Excerpted text:
[START]
Speaking to a writer from the Examiner, the Sarangani Congressman, eight-division world boxing champion, and devout Catholic Pacquiao said he did not believe in gay marriages.
“God’s words first … obey God’s law first before considering the laws of man,” he said to the Examiner.
“God only expects man and woman to be together and to be legally married.”
However controversial that statement may have been, it didn’t equal the reference that the writer included in the story.
Granville Ampong, writer for Examiner.com, referenced the controversial Bible passage Leviticus 20:13: “If a man lies with a man as one lies with a woman, both of them have done what is detestable. They must be put to death; their blood will be on their own heads.”
Many readers and national mainstream columnists picked up on the story and attributed the contentious reference as Pacquiao’s belief.
That caused an uproar which led to Pacquiao being banned from the Grove shopping center and an online petition from gay and lesbian advocates to oust the Filipino boxer from Nike, one of his primary sponsors.
Since then the writer owned up to the bible passage saying it was not from Pacquiao. Ampong apologized to the Pacquiao camp saying the Filipino champion “never said nor recited, nor invoked and nor did he ever refer to such context.”
Pacquiao also issued a statement denying making the Leviticus reference.
The Grove has since lifted its ban on the Filipino champion and the petition, which had gathered over 4,800 signatures within a matter of days, closed.
In a follow up interview, Pacquiao apologized to the gay community about the confusion and also defended his stance on same sex marriage.
“I’m against same-sex marriage, but I’m not condemning you,” Pacquiao told Mario Lopez on Extra, an interview that was supposed to be filmed at the Grove. “My favorite verse is ‘Love one another as you love yourself. Love your neighbor.’ So I love everybody!”
It’s not definite yet whether Pacquiao will be meeting with the Asian gay leaders. Pacquiao is currently training for a June 9 welterweight championship bout against undefeated Timothy Bradley. Text messages to Team Pacquiao were not returned as of press time.
[END]
Task to complete: In the Pacquiao article, how many signatures had the petition gathered before it closed?

Material provided:
[START]
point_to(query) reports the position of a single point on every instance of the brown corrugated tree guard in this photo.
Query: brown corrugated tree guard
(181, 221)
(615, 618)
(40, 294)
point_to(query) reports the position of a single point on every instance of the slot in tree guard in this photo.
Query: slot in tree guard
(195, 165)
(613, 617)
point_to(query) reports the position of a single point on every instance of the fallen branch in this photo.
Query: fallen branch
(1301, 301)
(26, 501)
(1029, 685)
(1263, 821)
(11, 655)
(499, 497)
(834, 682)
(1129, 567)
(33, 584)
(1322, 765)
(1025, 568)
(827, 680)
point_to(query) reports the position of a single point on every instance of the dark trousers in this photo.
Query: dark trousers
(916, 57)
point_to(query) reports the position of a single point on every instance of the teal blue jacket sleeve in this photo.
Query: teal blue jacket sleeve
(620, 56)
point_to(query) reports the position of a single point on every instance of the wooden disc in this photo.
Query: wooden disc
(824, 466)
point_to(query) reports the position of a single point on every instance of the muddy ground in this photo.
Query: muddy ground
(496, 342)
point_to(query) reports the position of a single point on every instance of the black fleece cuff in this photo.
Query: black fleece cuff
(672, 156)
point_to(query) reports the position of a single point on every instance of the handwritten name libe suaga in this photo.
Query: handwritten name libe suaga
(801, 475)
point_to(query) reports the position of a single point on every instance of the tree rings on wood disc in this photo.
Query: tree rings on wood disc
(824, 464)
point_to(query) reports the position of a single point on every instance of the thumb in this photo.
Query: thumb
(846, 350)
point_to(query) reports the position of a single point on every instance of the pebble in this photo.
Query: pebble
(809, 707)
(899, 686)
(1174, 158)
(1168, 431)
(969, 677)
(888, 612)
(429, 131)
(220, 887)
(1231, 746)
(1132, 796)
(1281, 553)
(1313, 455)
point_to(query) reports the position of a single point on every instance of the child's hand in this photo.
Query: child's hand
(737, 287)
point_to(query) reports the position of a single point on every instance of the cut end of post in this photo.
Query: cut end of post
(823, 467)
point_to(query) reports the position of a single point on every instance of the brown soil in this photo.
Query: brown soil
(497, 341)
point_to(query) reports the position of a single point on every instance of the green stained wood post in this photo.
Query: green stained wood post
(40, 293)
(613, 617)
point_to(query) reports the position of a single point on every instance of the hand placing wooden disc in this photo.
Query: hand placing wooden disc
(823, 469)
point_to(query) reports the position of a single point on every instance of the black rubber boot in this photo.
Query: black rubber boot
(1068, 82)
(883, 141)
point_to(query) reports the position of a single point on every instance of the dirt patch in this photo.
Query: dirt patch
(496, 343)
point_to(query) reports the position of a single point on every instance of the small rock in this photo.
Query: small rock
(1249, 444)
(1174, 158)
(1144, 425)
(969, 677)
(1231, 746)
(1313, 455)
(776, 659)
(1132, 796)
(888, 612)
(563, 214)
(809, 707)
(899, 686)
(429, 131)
[END]
Completed exercise: Over 4,800 signatures, gathered within a matter of days.